------ PROVIDED DATA
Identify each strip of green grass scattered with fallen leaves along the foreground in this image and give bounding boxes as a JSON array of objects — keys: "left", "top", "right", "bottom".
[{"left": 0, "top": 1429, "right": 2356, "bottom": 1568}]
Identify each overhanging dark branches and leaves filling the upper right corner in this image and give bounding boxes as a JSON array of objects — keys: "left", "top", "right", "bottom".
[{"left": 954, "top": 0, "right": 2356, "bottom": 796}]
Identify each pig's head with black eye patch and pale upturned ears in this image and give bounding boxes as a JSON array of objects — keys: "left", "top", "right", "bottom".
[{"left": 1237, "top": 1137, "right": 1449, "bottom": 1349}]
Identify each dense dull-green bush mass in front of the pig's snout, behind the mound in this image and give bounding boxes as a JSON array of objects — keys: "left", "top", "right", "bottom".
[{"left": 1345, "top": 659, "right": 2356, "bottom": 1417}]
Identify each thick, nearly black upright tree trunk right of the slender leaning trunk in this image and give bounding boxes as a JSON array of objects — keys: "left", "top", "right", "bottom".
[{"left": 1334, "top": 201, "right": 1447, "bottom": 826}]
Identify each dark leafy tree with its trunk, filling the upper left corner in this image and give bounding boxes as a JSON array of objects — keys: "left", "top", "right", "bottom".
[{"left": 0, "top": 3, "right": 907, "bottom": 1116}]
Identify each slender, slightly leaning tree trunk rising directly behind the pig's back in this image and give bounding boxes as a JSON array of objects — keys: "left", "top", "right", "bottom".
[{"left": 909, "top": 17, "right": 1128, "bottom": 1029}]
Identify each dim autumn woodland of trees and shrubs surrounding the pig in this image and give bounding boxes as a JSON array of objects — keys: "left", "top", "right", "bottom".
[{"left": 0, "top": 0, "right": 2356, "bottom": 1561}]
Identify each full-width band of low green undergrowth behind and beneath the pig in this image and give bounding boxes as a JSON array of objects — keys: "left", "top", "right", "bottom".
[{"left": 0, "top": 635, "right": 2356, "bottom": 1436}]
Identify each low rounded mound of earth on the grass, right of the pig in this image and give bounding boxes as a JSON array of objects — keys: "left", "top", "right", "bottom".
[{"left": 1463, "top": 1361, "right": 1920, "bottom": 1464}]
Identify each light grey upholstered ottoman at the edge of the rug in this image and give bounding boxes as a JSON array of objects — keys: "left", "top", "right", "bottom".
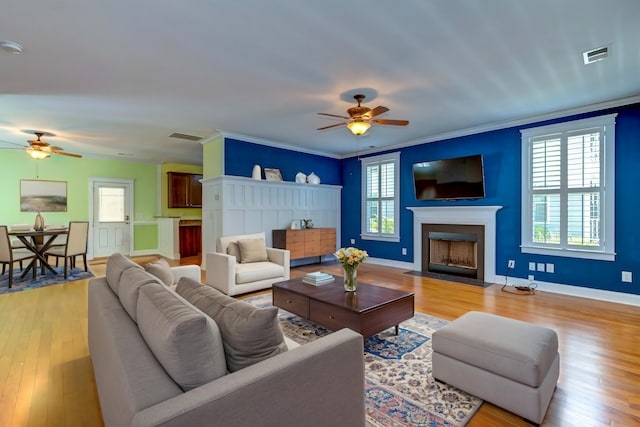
[{"left": 431, "top": 311, "right": 560, "bottom": 424}]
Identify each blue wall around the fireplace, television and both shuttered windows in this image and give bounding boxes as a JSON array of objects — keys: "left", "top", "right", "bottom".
[{"left": 342, "top": 104, "right": 640, "bottom": 294}]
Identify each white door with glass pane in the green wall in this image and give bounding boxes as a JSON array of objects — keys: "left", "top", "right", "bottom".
[{"left": 91, "top": 179, "right": 133, "bottom": 258}]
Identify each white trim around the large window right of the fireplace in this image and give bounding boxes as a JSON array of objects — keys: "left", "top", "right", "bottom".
[{"left": 520, "top": 114, "right": 618, "bottom": 261}]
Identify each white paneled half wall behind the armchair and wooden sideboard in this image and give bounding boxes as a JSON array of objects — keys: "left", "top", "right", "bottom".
[{"left": 202, "top": 176, "right": 342, "bottom": 269}]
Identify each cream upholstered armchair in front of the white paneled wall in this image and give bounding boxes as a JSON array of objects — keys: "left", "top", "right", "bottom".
[{"left": 205, "top": 233, "right": 290, "bottom": 295}]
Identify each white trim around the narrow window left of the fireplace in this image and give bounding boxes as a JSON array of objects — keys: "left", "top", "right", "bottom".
[{"left": 360, "top": 152, "right": 400, "bottom": 242}]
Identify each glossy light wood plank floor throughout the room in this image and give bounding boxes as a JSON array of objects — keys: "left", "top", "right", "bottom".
[{"left": 0, "top": 259, "right": 640, "bottom": 427}]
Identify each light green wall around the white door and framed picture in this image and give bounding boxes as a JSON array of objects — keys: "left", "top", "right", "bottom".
[{"left": 0, "top": 150, "right": 158, "bottom": 251}]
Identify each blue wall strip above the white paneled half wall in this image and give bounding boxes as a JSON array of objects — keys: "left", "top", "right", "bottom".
[{"left": 224, "top": 138, "right": 340, "bottom": 185}]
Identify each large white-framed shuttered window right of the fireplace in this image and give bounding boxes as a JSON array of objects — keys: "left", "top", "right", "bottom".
[{"left": 521, "top": 114, "right": 616, "bottom": 261}]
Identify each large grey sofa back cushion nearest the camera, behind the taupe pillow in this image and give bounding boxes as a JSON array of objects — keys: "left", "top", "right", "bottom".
[{"left": 137, "top": 284, "right": 227, "bottom": 391}]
------------
### ABOUT THIS EXERCISE
The output is the data above, repeated exactly, with pictures omitted.

### EXERCISE RESULT
Identify each strip of green grass scattered with fallen leaves along the foreground in this image and give bounding boxes as a JSON array of objects — keys: "left", "top", "right", "bottom".
[{"left": 0, "top": 1429, "right": 2356, "bottom": 1568}]
Identify each overhanging dark branches and leaves filling the upper right corner in this image and give bounding boxes as a JSON array of objects — keys: "left", "top", "right", "bottom".
[{"left": 954, "top": 0, "right": 2356, "bottom": 796}]
Identify each pig's head with black eye patch and pale upturned ears in this image and give bounding boxes as a JSON array of objects — keys: "left", "top", "right", "bottom".
[{"left": 1237, "top": 1137, "right": 1449, "bottom": 1349}]
Identify each dense dull-green bush mass in front of the pig's snout, behind the mound in this image and give bounding boxes as a JSON array of objects — keys: "left", "top", "right", "bottom".
[{"left": 1345, "top": 659, "right": 2356, "bottom": 1417}]
Identify each thick, nearly black upright tree trunk right of the slender leaning trunk in this image and give bounding boxes as a JSON array of objects — keys: "left", "top", "right", "bottom".
[{"left": 1334, "top": 201, "right": 1447, "bottom": 826}]
Identify each dark leafy tree with its trunk, filling the upper left corner in this image and give bounding boxes as a JSON array of objects — keys: "left", "top", "right", "bottom".
[{"left": 0, "top": 3, "right": 907, "bottom": 1116}]
Identify each slender, slightly leaning tree trunk rising directly behind the pig's back in this image and give bounding boxes as a JSON array of objects — keys: "left", "top", "right", "bottom".
[{"left": 909, "top": 17, "right": 1128, "bottom": 1029}]
Identify each dim autumn woodland of trees and shrubs surrounding the pig in this image and give bounding boxes as a JSON array of objects — keys: "left", "top", "right", "bottom".
[{"left": 0, "top": 0, "right": 2356, "bottom": 1561}]
Identify each full-width band of low green undergrowth behind and beneath the pig in this image and give bounding boxes as a JSON array of objects — keys: "left", "top", "right", "bottom".
[{"left": 0, "top": 635, "right": 2356, "bottom": 1436}]
Identify each low rounded mound of earth on the grass, right of the pig in this image and give bounding boxes as a JSON array of objects — keys: "left", "top", "right", "bottom".
[{"left": 1463, "top": 1361, "right": 1920, "bottom": 1464}]
Identify each light grey upholstered ottoman at the edge of the rug in this image and give bounding boxes as a JSON array of objects — keys: "left", "top", "right", "bottom".
[{"left": 431, "top": 311, "right": 560, "bottom": 424}]
Identify each blue wall around the fireplace, television and both shuttered windows in this image and give bounding boxes as a JSON array of objects — keys: "left", "top", "right", "bottom".
[{"left": 342, "top": 104, "right": 640, "bottom": 294}]
Identify each white door with glass pane in the green wall in this image and give bounding boxes as a JSON array of objects — keys: "left", "top", "right", "bottom".
[{"left": 91, "top": 179, "right": 133, "bottom": 258}]
Identify each white trim around the large window right of the fireplace in this image and give bounding boxes as a JSON array of objects — keys: "left", "top", "right", "bottom".
[{"left": 520, "top": 114, "right": 618, "bottom": 261}]
Identify each white paneled half wall behind the armchair and wooden sideboard in this image and give bounding boxes as a JSON array of objects — keys: "left", "top", "right", "bottom".
[{"left": 202, "top": 176, "right": 342, "bottom": 269}]
Identify each cream upholstered armchair in front of the white paneled wall in this image and give bounding boxes as a JSON array of objects — keys: "left", "top", "right", "bottom".
[{"left": 205, "top": 233, "right": 290, "bottom": 295}]
Identify each white trim around the narrow window left of the fireplace in this image and give bounding boxes as a JSON array of objects — keys: "left", "top", "right", "bottom".
[{"left": 360, "top": 152, "right": 400, "bottom": 242}]
Identify each glossy light wood plank floor throughout the room in this image and give bounding boxes as a JSON array of objects — keys: "left", "top", "right", "bottom".
[{"left": 0, "top": 259, "right": 640, "bottom": 427}]
Identify each light green wall around the white door and framed picture in this image and give bounding boxes as a JSON array of objects — keys: "left", "top", "right", "bottom".
[{"left": 0, "top": 150, "right": 158, "bottom": 251}]
Identify each blue wall strip above the white paneled half wall in this image and give bounding boxes as a JSON array of objects — keys: "left", "top", "right", "bottom".
[{"left": 224, "top": 138, "right": 340, "bottom": 185}]
Identify each large white-framed shuttered window right of the fireplace in this image and give bounding boxes as a JSON array of objects — keys: "left", "top", "right", "bottom".
[{"left": 521, "top": 114, "right": 616, "bottom": 261}]
Identify each large grey sofa back cushion nearest the camera, behind the taupe pillow in this image and give bounding boxes as a JSON array of objects — keys: "left", "top", "right", "bottom".
[{"left": 137, "top": 284, "right": 227, "bottom": 391}]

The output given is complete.